**Written task 1:** Please rewrite the entries, beginning at the line that has "of the grassy" and stopping after the line that has "(1170, 416)", with "grassy hillside" changed to "meadow slope" and nothing else altered.

**Text provided:**
Before: John O’Kane, Vice-Chair; Harold McNeely, Vice-Chair; and Peter Koroneos, Member.
Appearances:
David Wilson, counsel for Dairy Farmers of Ontario
Julie Mouris, counsel for Dairy Farmers of Ontario
James McIlroy, counsel for the Appellant 1048547 Ontario Inc. (Skotidakis Goat Farm)
DECISION
On December 16, 2019, the Tribunal released a decision regarding an interlocutory motion by the Respondent Dairy Farmers of Ontario (“DFO”) to define the statutory stay in this appeal. At the January 10, 2020 continuation of this further interlocutory motion related to subsection 16(7) of the Ministry of Agriculture, Food and Rural Affairs Act (the “Act”) Mr. McIlroy advised that the December 16, 2019 decision contained an incorrect title of proceedings and description about his representation. Based on Mr. McIlroy’s submissions to the panel on this point, the title of proceedings will henceforth reflect there is a single Appellant being 1048547 Ontario Inc. (Skotidakis Goat Farm) and that Mr. McIlroy represents that Appellant only.
The current motion requires the Tribunal to interpret the meaning of subsection 16(7) of the Act and to determine if DFO has complied with its obligations under that subsection, and if not, what measures DFO must take to comply.
In the circumstances, the Tribunal is satisfied that DFO has complied with its obligations under subsection 16(7) of the Act and because of that, the motion is dismissed.

**Recorded data:**

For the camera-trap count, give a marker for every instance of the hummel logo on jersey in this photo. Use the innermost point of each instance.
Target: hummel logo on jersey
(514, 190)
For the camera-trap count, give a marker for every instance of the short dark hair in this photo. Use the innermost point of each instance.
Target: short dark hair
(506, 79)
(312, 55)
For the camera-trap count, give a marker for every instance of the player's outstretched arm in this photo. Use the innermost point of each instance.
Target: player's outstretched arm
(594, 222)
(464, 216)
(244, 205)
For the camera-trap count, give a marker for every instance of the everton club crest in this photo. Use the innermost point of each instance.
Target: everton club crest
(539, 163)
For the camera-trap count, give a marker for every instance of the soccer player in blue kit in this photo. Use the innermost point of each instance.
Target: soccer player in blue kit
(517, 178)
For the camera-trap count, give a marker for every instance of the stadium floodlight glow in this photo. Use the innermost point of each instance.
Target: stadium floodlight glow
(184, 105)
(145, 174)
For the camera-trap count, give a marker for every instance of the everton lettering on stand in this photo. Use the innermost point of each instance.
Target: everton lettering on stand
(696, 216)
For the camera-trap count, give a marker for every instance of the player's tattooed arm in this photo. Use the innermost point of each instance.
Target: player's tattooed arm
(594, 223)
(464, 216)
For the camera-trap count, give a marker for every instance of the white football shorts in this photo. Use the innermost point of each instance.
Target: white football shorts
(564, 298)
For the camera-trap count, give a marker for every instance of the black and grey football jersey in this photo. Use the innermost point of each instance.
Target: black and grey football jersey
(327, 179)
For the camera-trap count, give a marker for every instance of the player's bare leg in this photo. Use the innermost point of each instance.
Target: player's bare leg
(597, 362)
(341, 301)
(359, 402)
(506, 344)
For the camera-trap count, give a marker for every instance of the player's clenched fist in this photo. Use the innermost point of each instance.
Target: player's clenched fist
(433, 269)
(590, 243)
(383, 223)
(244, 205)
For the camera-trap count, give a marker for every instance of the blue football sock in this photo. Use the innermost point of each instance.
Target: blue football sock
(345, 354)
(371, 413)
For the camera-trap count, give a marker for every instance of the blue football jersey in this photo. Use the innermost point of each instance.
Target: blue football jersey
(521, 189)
---
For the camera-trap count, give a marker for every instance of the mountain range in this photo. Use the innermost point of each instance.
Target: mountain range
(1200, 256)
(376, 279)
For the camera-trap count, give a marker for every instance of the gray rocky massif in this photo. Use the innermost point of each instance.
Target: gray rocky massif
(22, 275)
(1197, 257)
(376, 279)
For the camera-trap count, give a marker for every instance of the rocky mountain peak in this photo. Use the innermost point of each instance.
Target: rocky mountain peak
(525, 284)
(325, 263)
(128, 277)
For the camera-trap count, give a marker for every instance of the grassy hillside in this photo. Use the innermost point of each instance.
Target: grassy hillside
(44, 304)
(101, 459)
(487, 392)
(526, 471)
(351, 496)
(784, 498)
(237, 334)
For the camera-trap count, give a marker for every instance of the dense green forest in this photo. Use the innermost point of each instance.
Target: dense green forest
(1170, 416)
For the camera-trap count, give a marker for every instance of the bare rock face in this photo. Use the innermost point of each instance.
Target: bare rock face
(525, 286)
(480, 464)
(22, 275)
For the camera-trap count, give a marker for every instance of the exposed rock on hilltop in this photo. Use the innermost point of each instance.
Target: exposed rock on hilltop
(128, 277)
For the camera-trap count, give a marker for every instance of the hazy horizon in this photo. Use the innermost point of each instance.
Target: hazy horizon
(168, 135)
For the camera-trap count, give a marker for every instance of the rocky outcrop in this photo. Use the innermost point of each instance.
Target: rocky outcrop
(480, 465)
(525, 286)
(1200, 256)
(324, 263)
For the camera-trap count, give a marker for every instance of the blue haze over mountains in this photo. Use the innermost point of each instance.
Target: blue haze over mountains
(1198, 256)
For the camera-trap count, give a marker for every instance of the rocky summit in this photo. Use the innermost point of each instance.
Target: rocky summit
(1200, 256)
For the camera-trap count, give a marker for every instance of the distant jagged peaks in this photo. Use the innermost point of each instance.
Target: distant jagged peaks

**Written task 2:** Extend the tribunal decision on the subsection 16(7) motion beyond its final sentence.

**Final answer 1:**
For the camera-trap count, give a marker for every instance of the meadow slope in this photo. Use the innermost point of each instance.
Target: meadow slope
(44, 304)
(101, 459)
(487, 392)
(526, 471)
(351, 496)
(784, 498)
(237, 334)
For the camera-trap count, give a marker for every instance of the dense green forest in this photo. Use the innermost point of each instance.
Target: dense green forest
(1170, 416)

**Final answer 2:**
THE APPELLANT’S MOTION
The Appellant’s motion seeks an Order that the Tribunal reject a narrow interpretation of DFO’s subsection 16(7) obligations and that the Tribunal Order DFO to file with the Tribunal these eleven categories of documents:
All DFO correspondence with its auditors, including Ms. Maggie Straathof;
All documents regarding Ms. Maggie Straathof and her family DFO/Gay Lea Foods members, including Dick Straathof;
All relevant documents regarding correspondence, telephone calls, meetings, etc. between the DFO and its auditors, Ferguson + Mak LLP, regarding Skotidakis;
All relevant documents regarding correspondence, telephone calls, meetings, etc. between the DFO and its auditors, KPMG, regarding Skotidakis;
All relevant documents regarding correspondence, telephone calls, meetings, etc. between the DFO and the Canadian Dairy Commission, regarding Skotidakis;
All relevant documents regarding correspondence, telephone calls, meetings, etc. between the DFO and the Joint Audit Committee regarding the Skotidakis audits;
All relevant documents regarding correspondence, telephone calls, meetings, etc. between the DFO and the Dairy Farmers of Canada ("DFC") regarding Skotidakis;
All relevant documents regarding correspondence, telephone calls, meetings, etc. between the DFO and the Ontario Dairy Council ("ODC") regarding Skotidakis;
All relevant documents regarding correspondence, telephone calls, meetings, etc. between the DFO and the Ontario Farm Products Marketing Commission (the "Commission") regarding Skotidakis;
All relevant documents regarding correspondence, telephone calls, meetings, etc. between the Minister of Agriculture, Food and Rural Affairs or his officials, and the DFO or any of the DFO's lobbyists, regarding Skotidakis; and
All relevant documents regarding correspondence, telephone calls, meetings, etc. between the DFO and other Ontario Processors, including Gay Lea Foods, regarding audits and Skotidakis.
THE APPEAL BEFORE THE TRIBUNAL
Interpreting and applying subsection 16(7) of the Act requires an understanding of the matter(s) under appeal.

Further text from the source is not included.